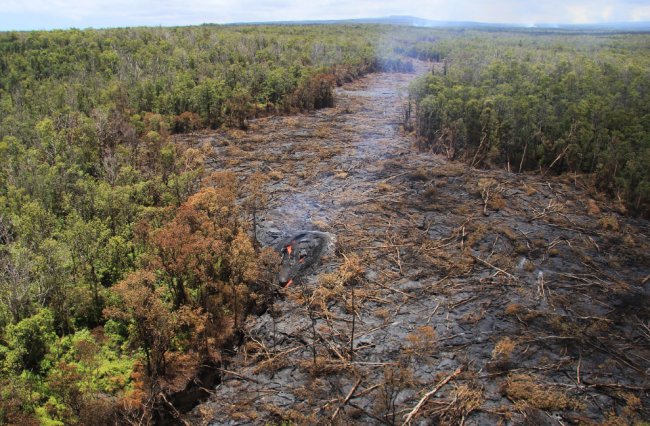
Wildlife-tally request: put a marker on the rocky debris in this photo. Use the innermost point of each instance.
(538, 298)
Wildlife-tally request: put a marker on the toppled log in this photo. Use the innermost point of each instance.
(409, 417)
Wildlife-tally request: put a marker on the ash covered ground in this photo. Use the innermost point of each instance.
(452, 295)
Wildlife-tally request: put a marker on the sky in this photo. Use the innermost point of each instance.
(49, 14)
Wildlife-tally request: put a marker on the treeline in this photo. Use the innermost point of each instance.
(123, 267)
(565, 102)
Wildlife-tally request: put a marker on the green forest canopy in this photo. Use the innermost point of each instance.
(122, 261)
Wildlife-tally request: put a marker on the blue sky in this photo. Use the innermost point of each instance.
(48, 14)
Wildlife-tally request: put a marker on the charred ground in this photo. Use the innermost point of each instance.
(524, 298)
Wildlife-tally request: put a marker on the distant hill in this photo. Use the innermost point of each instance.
(414, 21)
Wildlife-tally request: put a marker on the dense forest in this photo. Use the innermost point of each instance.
(121, 262)
(555, 102)
(124, 266)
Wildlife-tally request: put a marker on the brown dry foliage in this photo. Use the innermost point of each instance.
(525, 388)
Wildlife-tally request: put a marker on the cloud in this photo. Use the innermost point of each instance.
(25, 14)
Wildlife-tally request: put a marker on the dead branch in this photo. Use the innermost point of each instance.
(409, 417)
(495, 268)
(347, 399)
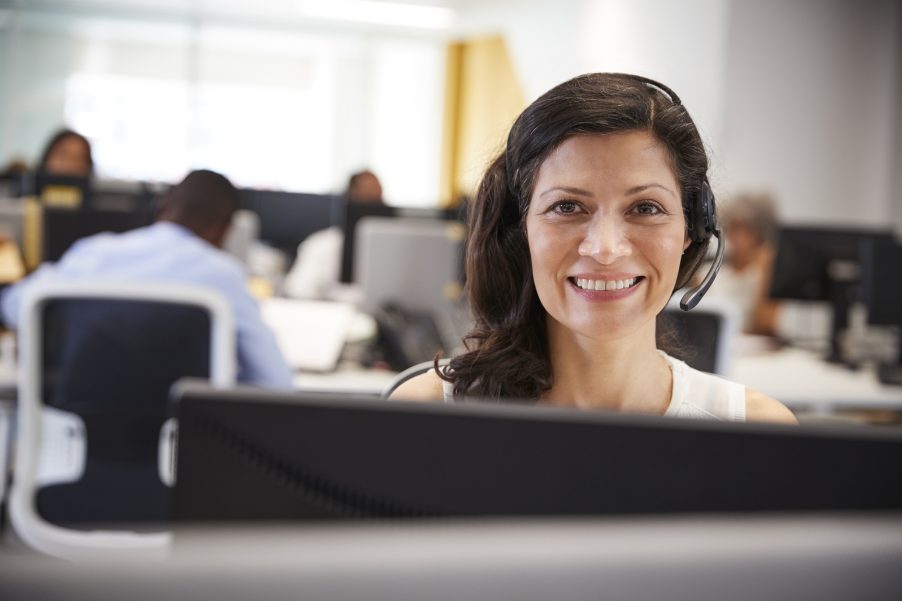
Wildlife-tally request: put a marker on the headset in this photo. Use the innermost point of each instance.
(702, 218)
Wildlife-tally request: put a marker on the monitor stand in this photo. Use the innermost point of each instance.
(891, 372)
(840, 293)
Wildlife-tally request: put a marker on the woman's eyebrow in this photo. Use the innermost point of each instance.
(644, 187)
(567, 189)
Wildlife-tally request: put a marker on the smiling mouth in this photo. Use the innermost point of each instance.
(605, 285)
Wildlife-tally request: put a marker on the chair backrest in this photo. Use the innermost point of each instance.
(97, 360)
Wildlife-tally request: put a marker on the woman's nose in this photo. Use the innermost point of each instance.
(606, 241)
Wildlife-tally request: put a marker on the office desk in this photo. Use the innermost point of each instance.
(741, 558)
(796, 377)
(801, 380)
(347, 378)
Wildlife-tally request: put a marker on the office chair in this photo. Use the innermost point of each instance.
(94, 447)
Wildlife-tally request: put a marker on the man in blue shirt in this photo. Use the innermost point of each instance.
(183, 246)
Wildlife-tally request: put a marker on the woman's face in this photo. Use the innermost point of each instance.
(69, 156)
(606, 233)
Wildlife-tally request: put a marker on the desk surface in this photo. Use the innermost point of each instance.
(800, 379)
(826, 557)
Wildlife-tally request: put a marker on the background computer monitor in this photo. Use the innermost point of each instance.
(884, 301)
(61, 228)
(252, 455)
(348, 218)
(349, 215)
(824, 264)
(287, 218)
(884, 286)
(57, 190)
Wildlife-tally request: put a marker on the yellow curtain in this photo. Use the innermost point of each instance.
(482, 98)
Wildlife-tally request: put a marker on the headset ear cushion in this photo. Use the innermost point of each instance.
(704, 215)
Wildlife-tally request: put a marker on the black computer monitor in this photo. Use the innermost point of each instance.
(824, 264)
(884, 300)
(252, 455)
(61, 228)
(287, 218)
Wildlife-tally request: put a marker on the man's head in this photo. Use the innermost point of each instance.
(203, 202)
(364, 186)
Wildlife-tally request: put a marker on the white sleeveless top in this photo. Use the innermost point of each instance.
(695, 395)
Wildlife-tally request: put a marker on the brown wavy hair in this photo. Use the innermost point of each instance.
(507, 349)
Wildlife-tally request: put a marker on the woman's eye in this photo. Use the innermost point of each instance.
(565, 207)
(648, 208)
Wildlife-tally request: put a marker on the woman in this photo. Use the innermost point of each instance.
(67, 153)
(578, 237)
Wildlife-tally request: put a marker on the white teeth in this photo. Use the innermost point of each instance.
(587, 284)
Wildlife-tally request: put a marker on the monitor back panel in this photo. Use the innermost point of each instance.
(249, 455)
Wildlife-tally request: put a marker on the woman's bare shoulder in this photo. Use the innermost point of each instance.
(424, 387)
(761, 408)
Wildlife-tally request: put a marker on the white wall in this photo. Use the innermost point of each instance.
(271, 105)
(799, 97)
(812, 107)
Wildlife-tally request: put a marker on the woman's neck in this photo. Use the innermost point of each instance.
(628, 374)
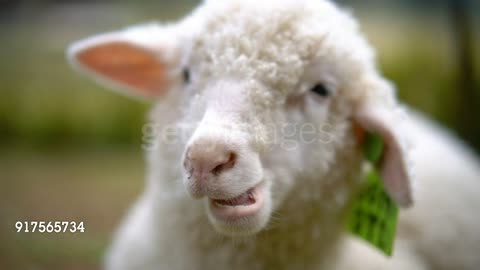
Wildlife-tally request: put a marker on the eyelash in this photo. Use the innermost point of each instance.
(320, 90)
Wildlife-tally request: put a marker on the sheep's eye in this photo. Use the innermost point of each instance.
(320, 90)
(186, 75)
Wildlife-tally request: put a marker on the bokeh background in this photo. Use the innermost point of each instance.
(70, 150)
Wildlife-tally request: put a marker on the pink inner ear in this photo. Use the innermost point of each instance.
(394, 169)
(127, 64)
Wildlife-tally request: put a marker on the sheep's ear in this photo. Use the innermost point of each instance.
(395, 173)
(137, 61)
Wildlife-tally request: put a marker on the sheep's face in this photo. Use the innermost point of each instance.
(265, 91)
(260, 88)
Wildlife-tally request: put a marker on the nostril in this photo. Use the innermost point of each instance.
(227, 164)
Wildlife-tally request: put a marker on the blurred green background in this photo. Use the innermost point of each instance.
(70, 150)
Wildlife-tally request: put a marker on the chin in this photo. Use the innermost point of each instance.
(244, 215)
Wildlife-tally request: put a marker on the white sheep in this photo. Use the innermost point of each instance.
(261, 107)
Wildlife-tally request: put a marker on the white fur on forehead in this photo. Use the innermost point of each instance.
(274, 41)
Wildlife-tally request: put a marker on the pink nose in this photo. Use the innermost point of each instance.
(207, 158)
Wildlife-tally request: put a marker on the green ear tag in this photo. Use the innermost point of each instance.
(373, 215)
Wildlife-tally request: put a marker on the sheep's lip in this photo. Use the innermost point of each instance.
(244, 205)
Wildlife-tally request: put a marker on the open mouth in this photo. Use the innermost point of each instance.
(244, 205)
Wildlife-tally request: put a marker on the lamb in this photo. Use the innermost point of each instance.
(254, 145)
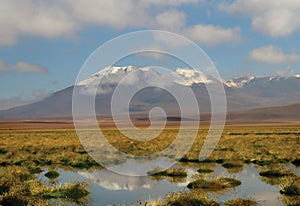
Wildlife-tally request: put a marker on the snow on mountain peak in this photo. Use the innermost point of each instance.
(112, 74)
(297, 75)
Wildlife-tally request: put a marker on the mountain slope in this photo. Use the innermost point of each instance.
(242, 93)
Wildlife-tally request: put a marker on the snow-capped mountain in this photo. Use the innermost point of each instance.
(113, 75)
(242, 93)
(239, 81)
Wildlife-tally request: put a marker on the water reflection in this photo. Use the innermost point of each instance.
(108, 188)
(112, 181)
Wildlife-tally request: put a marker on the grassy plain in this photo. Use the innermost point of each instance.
(26, 151)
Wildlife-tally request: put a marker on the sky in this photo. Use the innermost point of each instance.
(44, 43)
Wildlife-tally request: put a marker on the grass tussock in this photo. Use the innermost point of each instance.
(276, 173)
(291, 188)
(188, 199)
(52, 174)
(241, 202)
(19, 187)
(171, 172)
(205, 170)
(214, 184)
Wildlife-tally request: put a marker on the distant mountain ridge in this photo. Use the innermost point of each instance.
(243, 93)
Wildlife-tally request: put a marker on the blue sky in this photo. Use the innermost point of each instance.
(44, 43)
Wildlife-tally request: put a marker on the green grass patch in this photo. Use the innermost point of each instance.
(230, 165)
(214, 184)
(52, 174)
(296, 162)
(171, 172)
(275, 173)
(291, 188)
(240, 202)
(188, 199)
(204, 170)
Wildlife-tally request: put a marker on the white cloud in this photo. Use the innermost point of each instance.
(171, 20)
(273, 18)
(285, 73)
(63, 18)
(22, 66)
(212, 34)
(272, 55)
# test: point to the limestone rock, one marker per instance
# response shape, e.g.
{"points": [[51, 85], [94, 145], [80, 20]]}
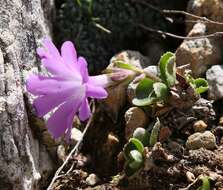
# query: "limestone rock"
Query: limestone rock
{"points": [[201, 140], [134, 118], [24, 161], [214, 77], [199, 126], [199, 53], [92, 179]]}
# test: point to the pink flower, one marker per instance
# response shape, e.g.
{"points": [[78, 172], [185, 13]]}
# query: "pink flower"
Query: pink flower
{"points": [[67, 89]]}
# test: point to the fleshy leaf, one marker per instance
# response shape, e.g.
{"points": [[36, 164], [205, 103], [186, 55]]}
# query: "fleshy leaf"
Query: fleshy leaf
{"points": [[136, 159], [205, 183], [161, 90], [129, 171], [133, 165], [142, 135], [123, 65], [167, 68], [200, 85], [145, 94], [155, 133], [133, 144]]}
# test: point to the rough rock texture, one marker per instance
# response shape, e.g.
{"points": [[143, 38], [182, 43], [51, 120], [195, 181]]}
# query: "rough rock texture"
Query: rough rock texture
{"points": [[215, 80], [134, 117], [201, 140], [198, 53], [24, 162]]}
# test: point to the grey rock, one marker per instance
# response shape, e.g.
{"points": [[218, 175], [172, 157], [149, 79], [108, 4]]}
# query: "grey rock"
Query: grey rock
{"points": [[214, 77], [199, 53], [92, 179], [25, 163], [134, 118], [201, 140]]}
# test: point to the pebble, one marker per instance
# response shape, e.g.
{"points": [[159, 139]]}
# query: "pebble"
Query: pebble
{"points": [[198, 140], [199, 126], [134, 118], [92, 179], [221, 121]]}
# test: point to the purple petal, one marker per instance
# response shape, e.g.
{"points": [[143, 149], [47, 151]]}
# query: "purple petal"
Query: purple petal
{"points": [[45, 104], [100, 80], [42, 53], [69, 54], [60, 69], [96, 91], [41, 85], [62, 119], [84, 111], [83, 68]]}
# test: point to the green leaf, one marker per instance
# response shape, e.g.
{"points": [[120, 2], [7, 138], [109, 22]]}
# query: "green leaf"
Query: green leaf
{"points": [[129, 171], [135, 163], [142, 135], [205, 183], [200, 85], [161, 90], [123, 65], [167, 68], [133, 144], [155, 133], [145, 94], [136, 160]]}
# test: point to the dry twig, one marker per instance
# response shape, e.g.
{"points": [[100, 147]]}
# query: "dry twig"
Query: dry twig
{"points": [[213, 35], [163, 12], [74, 150]]}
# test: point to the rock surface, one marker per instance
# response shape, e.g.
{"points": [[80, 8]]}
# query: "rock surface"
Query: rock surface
{"points": [[214, 77], [24, 161], [201, 140], [199, 53]]}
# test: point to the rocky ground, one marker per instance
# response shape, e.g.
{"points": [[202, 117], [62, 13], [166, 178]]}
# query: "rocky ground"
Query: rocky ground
{"points": [[190, 139]]}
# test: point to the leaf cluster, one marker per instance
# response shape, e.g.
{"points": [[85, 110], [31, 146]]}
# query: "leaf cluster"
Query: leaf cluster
{"points": [[134, 150]]}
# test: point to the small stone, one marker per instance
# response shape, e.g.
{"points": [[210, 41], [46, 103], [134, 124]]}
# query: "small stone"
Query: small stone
{"points": [[198, 140], [92, 179], [199, 53], [190, 176], [61, 152], [199, 126], [214, 77], [112, 139], [164, 134], [48, 139], [134, 118], [221, 121], [76, 135]]}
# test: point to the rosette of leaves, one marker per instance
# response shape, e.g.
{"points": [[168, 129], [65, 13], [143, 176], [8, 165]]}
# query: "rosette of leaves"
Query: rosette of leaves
{"points": [[134, 151], [150, 91]]}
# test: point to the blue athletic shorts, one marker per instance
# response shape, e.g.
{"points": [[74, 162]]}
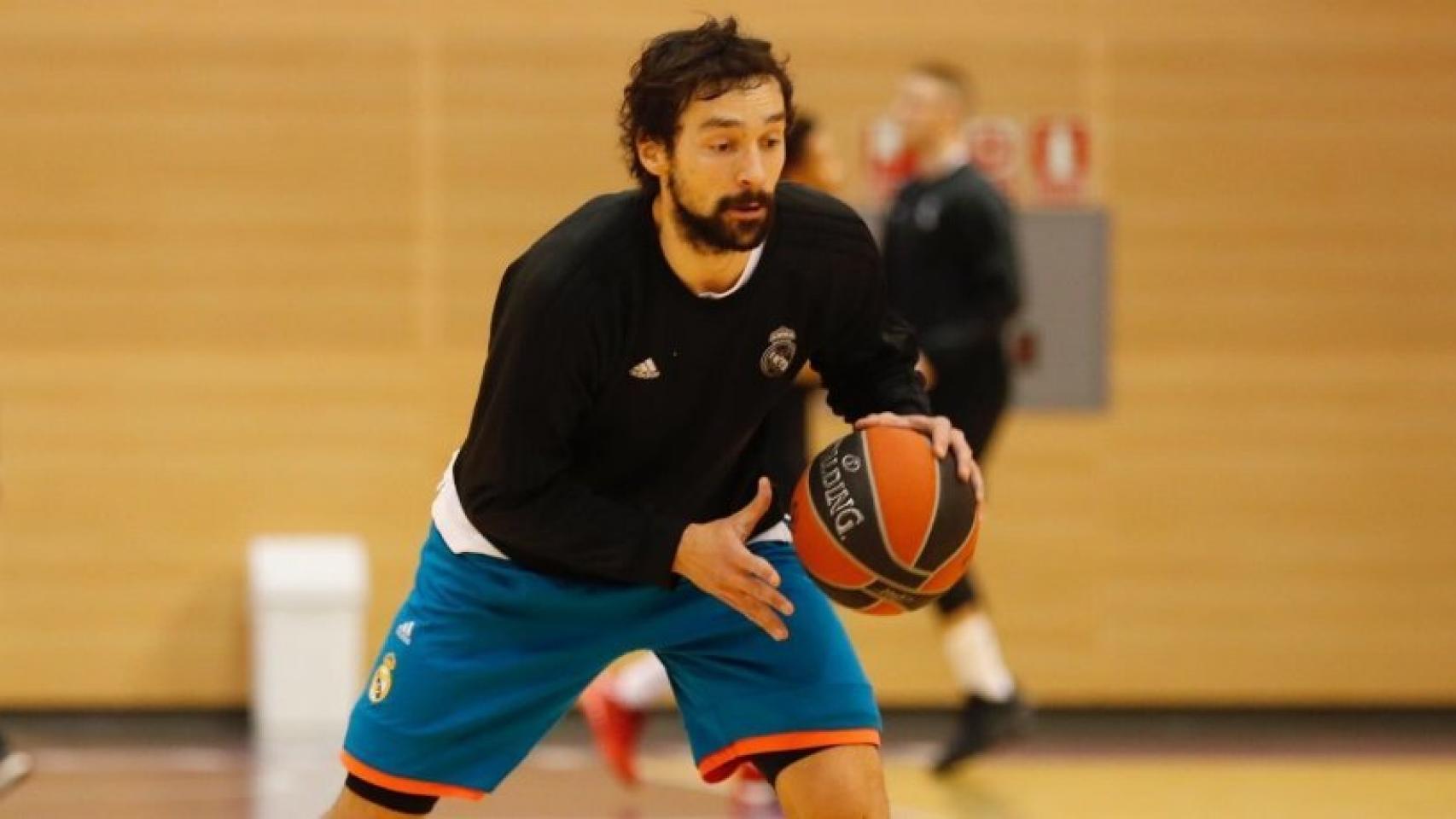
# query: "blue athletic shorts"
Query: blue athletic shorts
{"points": [[485, 656]]}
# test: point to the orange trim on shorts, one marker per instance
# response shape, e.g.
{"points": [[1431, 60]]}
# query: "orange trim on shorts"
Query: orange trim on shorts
{"points": [[719, 764], [404, 784]]}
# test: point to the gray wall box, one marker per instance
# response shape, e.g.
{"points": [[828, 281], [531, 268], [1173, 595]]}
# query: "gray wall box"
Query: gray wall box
{"points": [[1064, 317]]}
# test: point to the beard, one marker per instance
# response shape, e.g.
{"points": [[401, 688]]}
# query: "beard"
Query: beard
{"points": [[719, 231]]}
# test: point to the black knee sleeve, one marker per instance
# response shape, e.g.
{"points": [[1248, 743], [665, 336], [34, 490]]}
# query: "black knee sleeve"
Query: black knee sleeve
{"points": [[392, 799], [772, 763]]}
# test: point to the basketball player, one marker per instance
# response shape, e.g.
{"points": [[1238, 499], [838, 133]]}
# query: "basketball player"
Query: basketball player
{"points": [[952, 271], [616, 703], [608, 497]]}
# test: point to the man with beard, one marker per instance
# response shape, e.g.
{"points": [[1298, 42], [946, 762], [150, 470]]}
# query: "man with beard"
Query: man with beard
{"points": [[609, 492]]}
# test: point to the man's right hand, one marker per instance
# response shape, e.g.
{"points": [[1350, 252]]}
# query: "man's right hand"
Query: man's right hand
{"points": [[717, 561]]}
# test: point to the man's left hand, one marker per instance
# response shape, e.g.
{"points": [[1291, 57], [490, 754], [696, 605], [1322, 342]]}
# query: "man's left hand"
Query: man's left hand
{"points": [[944, 439]]}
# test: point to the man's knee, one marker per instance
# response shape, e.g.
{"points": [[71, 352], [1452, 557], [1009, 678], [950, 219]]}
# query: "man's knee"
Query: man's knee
{"points": [[837, 783]]}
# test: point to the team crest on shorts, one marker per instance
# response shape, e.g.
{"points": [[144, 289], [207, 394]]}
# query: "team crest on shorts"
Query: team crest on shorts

----

Scan the records above for the string "crest", then select every line that holds it.

# test: point to the team crest on shorts, one marker per instance
# query: "team crest on shorts"
Query: team crest on shorts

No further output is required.